→ Task details: Please convert all of the records below into a two-column CSV with the columns "text" and "answer", one row per record. Put each field in double quotes, replace line breaks with spaces, and leave the pictures out.

→ Material for this task:
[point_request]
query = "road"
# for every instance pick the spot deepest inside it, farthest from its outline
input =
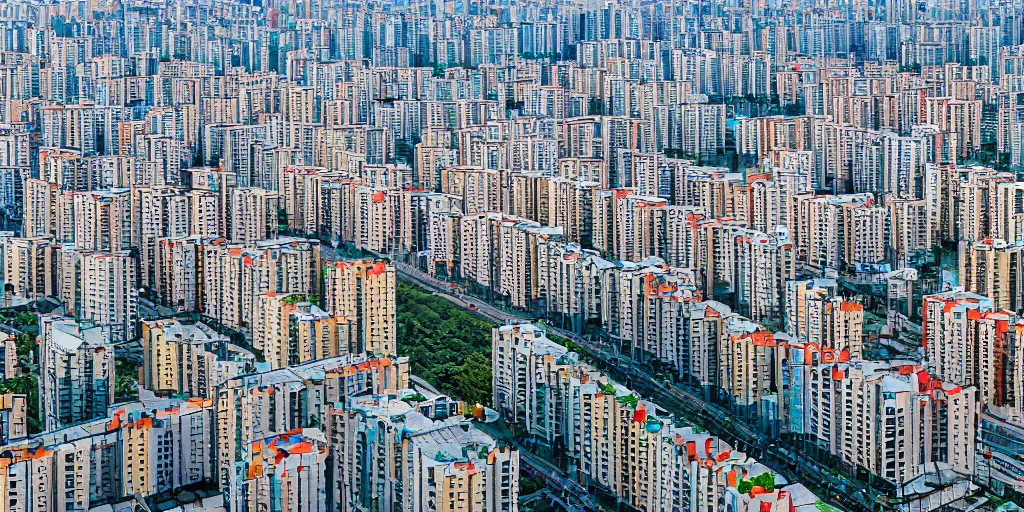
(847, 493)
(543, 468)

→ Result of this task:
text,answer
"[point_request] query = ""road"" # for every instance pick the spot deepest inside it, farthest from its outline input =","(847, 493) (543, 468)"